▼

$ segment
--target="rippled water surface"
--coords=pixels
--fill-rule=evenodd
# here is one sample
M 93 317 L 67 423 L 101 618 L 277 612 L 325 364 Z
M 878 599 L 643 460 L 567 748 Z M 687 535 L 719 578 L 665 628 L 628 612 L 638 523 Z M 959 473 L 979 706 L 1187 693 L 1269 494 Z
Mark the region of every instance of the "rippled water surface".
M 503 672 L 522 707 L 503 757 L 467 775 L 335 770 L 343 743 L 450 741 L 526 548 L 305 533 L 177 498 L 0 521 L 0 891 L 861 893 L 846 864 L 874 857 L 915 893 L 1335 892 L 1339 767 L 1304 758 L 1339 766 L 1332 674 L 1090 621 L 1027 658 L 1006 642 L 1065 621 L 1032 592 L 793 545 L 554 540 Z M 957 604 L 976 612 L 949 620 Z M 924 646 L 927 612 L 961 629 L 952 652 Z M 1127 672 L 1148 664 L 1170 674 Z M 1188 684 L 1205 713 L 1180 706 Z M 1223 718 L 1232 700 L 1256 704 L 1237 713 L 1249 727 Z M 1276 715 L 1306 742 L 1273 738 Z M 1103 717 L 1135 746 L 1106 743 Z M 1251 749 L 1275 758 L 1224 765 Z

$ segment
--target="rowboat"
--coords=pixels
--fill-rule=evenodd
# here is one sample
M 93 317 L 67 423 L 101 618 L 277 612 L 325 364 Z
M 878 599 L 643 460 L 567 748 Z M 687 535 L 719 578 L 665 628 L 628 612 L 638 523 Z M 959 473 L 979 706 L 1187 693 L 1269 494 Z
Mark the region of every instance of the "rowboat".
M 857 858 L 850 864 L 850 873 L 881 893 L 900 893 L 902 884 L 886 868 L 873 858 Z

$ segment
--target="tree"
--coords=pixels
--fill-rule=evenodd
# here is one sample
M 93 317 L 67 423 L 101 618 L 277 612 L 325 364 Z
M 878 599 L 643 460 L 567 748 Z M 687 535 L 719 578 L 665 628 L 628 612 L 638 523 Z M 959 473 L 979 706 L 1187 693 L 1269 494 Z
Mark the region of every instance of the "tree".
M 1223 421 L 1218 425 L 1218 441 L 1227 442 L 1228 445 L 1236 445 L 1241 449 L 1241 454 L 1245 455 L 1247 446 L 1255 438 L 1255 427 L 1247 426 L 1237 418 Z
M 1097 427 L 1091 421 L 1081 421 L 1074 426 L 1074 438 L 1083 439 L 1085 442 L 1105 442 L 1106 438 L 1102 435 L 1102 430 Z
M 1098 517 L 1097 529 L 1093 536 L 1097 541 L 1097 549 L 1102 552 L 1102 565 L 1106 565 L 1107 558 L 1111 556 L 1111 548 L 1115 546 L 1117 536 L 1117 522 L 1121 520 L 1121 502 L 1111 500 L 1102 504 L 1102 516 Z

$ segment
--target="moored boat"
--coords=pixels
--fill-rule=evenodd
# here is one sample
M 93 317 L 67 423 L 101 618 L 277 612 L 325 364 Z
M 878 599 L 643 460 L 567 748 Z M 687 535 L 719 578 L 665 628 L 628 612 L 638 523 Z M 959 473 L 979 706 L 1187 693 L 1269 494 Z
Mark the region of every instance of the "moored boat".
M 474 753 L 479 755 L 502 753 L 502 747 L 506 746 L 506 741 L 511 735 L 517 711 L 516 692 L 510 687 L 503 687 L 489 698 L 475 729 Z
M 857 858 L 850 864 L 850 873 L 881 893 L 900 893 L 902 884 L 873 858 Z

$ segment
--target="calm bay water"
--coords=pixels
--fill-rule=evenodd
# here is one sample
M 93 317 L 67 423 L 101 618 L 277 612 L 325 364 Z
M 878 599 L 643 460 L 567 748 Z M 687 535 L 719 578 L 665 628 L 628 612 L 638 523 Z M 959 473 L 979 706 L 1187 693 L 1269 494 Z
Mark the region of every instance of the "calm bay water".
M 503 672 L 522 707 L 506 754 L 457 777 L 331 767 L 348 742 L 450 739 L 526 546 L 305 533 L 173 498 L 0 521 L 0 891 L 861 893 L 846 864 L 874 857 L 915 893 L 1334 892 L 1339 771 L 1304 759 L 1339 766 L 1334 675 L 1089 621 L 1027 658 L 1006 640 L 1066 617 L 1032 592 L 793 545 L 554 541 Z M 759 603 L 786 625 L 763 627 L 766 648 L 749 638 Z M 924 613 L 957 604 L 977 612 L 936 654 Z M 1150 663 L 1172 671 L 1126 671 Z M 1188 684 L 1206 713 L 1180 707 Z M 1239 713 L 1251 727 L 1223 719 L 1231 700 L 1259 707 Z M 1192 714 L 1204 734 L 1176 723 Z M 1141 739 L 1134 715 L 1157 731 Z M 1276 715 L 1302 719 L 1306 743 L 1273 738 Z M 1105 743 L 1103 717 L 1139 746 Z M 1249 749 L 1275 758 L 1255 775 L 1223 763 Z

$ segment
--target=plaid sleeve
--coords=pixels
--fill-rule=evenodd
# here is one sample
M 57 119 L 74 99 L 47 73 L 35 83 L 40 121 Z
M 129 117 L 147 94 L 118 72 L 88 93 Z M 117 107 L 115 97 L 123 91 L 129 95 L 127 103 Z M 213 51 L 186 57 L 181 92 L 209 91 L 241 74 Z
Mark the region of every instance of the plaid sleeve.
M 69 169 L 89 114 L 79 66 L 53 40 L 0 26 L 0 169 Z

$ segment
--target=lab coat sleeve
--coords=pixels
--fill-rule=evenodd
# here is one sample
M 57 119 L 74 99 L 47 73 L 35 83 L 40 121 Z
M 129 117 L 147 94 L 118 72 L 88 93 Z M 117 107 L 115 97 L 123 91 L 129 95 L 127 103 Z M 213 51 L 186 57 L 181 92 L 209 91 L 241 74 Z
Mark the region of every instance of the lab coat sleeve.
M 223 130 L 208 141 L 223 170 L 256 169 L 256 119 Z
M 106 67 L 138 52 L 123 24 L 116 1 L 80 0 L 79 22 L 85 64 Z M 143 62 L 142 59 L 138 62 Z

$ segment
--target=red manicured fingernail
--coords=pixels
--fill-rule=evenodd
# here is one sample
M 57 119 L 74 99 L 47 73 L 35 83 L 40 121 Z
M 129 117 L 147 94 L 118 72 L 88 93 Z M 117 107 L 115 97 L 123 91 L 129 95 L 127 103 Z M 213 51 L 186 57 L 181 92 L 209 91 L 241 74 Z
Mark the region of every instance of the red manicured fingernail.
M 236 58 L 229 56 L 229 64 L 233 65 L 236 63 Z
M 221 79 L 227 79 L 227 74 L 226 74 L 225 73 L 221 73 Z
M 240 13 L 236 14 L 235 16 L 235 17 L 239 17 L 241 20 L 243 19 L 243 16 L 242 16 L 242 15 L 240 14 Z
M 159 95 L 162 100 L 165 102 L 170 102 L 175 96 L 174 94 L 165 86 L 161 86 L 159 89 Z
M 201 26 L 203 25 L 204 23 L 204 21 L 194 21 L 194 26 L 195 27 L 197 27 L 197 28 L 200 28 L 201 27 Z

▲

Your instructions: Restate the whole listing exactly, leaving out nothing.

Complete output:
$ segment
--target="rippled water surface"
--coords=pixels
--fill-rule=evenodd
# here is one sample
M 93 317 L 67 423 L 101 618 L 277 612 L 325 364 Z
M 878 599 L 643 460 L 567 748 Z M 687 535 L 719 578 L 665 628 L 628 612 L 638 523 Z M 959 473 L 979 706 L 1187 693 L 1269 494 Z
Mark the region of every instance of the "rippled water surface".
M 503 672 L 522 707 L 503 757 L 467 775 L 335 770 L 343 743 L 450 741 L 526 548 L 305 533 L 177 498 L 0 521 L 0 891 L 861 893 L 846 864 L 874 857 L 915 893 L 1335 892 L 1339 767 L 1304 758 L 1339 766 L 1332 674 L 1090 621 L 1027 658 L 1006 642 L 1065 621 L 1032 592 L 793 545 L 554 540 Z M 957 604 L 976 612 L 949 620 Z M 924 646 L 927 612 L 961 629 L 952 652 Z M 1127 672 L 1148 664 L 1170 674 Z M 1188 684 L 1205 713 L 1180 706 Z M 1223 718 L 1232 700 L 1256 704 L 1237 713 L 1249 727 Z M 1276 715 L 1306 742 L 1273 738 Z M 1103 717 L 1135 746 L 1106 743 Z M 1251 749 L 1275 758 L 1224 765 Z

$ segment
--target="rowboat"
--coords=pixels
--fill-rule=evenodd
# here is one sample
M 93 317 L 67 423 L 101 618 L 277 612 L 325 364 Z
M 878 599 L 643 460 L 567 748 Z M 687 535 L 719 578 L 665 628 L 628 612 L 638 523 Z M 959 473 L 979 706 L 1187 693 L 1269 494 Z
Mark the region of every instance of the "rowboat".
M 857 858 L 850 864 L 850 873 L 881 893 L 900 893 L 902 884 L 886 868 L 873 858 Z

$ segment
--target="tree"
--coords=pixels
--fill-rule=evenodd
# here is one sample
M 93 317 L 67 423 L 101 618 L 277 612 L 325 364 Z
M 878 599 L 643 460 L 567 748 Z M 687 535 L 719 578 L 665 628 L 628 612 L 638 523 Z M 959 473 L 979 706 L 1187 693 L 1269 494 Z
Mark the region of every instance of the "tree".
M 1223 421 L 1218 425 L 1218 441 L 1227 442 L 1228 445 L 1236 445 L 1241 449 L 1241 454 L 1245 455 L 1247 446 L 1255 438 L 1255 427 L 1247 426 L 1237 418 Z
M 1097 427 L 1091 421 L 1081 421 L 1074 426 L 1074 438 L 1083 439 L 1085 442 L 1105 442 L 1106 438 L 1102 435 L 1102 430 Z
M 1098 517 L 1097 529 L 1093 536 L 1097 541 L 1097 549 L 1102 552 L 1102 565 L 1106 565 L 1107 558 L 1111 556 L 1111 548 L 1115 546 L 1117 536 L 1117 522 L 1121 520 L 1121 502 L 1111 500 L 1102 504 L 1102 516 Z

$ segment
--target="moored boat"
--coords=pixels
--fill-rule=evenodd
# here is one sample
M 93 317 L 67 423 L 101 618 L 277 612 L 325 364 Z
M 878 599 L 643 460 L 567 748 Z M 687 535 L 719 578 L 665 628 L 628 612 L 638 523 Z M 959 473 L 979 706 L 1187 693 L 1269 494 Z
Mark the region of every instance of the "moored boat".
M 474 753 L 479 755 L 502 753 L 502 747 L 506 746 L 506 741 L 511 735 L 517 711 L 516 692 L 510 687 L 503 687 L 489 698 L 475 729 Z
M 857 858 L 850 864 L 850 873 L 881 893 L 900 893 L 902 884 L 873 858 Z

$ segment
--target="calm bay water"
--coords=pixels
--fill-rule=evenodd
# here is one sample
M 93 317 L 67 423 L 101 618 L 277 612 L 325 364 Z
M 878 599 L 643 460 L 567 748 Z M 687 535 L 719 578 L 665 628 L 628 612 L 638 523 Z M 959 473 L 979 706 L 1187 693 L 1269 494 Z
Mark the region of every instance of the "calm bay water".
M 503 672 L 522 707 L 506 754 L 457 777 L 331 767 L 348 742 L 450 739 L 526 546 L 305 533 L 173 498 L 0 521 L 0 891 L 861 893 L 846 864 L 874 857 L 915 893 L 1334 892 L 1339 771 L 1304 759 L 1339 766 L 1334 675 L 1089 621 L 1027 658 L 1006 640 L 1066 617 L 1032 592 L 793 545 L 554 541 Z M 759 603 L 786 625 L 763 627 L 766 648 L 749 638 Z M 924 613 L 957 604 L 977 612 L 936 654 Z M 1150 663 L 1172 671 L 1126 671 Z M 1188 684 L 1206 713 L 1180 707 Z M 1239 713 L 1251 727 L 1223 719 L 1231 700 L 1259 707 Z M 1192 714 L 1204 734 L 1176 723 Z M 1141 739 L 1134 715 L 1157 731 Z M 1276 715 L 1302 719 L 1306 743 L 1273 738 Z M 1105 743 L 1103 717 L 1139 746 Z M 1249 749 L 1275 758 L 1255 775 L 1223 763 Z

$ segment
--target=plaid sleeve
--coords=pixels
--fill-rule=evenodd
# here is one sample
M 57 119 L 74 99 L 47 73 L 35 83 L 40 121 Z
M 129 117 L 147 94 L 118 72 L 88 93 Z M 117 107 L 115 97 L 123 91 L 129 95 L 127 103 Z M 213 51 L 186 57 L 181 92 L 209 91 L 241 74 Z
Mark the region of every instance of the plaid sleeve.
M 69 169 L 89 114 L 79 66 L 53 40 L 0 26 L 0 169 Z

$ segment
--target=lab coat sleeve
--coords=pixels
--fill-rule=evenodd
# here is one sample
M 57 119 L 74 99 L 47 73 L 35 83 L 40 121 Z
M 129 117 L 147 94 L 118 72 L 88 93 Z M 117 107 L 115 97 L 123 91 L 129 95 L 127 103 Z M 213 51 L 186 57 L 181 92 L 209 91 L 241 74 Z
Mark the region of every instance of the lab coat sleeve.
M 223 130 L 208 141 L 223 170 L 256 169 L 256 119 Z
M 106 67 L 138 52 L 123 24 L 116 1 L 80 0 L 79 22 L 85 64 Z M 143 62 L 142 59 L 138 62 Z

$ segment
--target=red manicured fingernail
--coords=pixels
--fill-rule=evenodd
# here is one sample
M 57 119 L 74 99 L 47 73 L 35 83 L 40 121 Z
M 129 117 L 147 94 L 118 72 L 88 93 Z M 117 107 L 115 97 L 123 91 L 129 95 L 127 103 Z M 213 51 L 186 57 L 181 92 L 209 91 L 241 74 Z
Mark the region of every instance of the red manicured fingernail.
M 236 58 L 229 56 L 229 64 L 233 65 L 236 63 Z
M 221 79 L 227 79 L 227 74 L 226 74 L 225 73 L 221 73 Z
M 240 13 L 236 14 L 235 16 L 235 17 L 239 17 L 241 20 L 243 19 L 243 16 L 242 16 L 242 15 L 240 14 Z
M 159 95 L 162 100 L 165 102 L 170 102 L 175 96 L 174 94 L 165 86 L 161 86 L 159 89 Z
M 201 26 L 203 25 L 204 23 L 204 21 L 194 21 L 194 26 L 195 27 L 197 27 L 197 28 L 200 28 L 201 27 Z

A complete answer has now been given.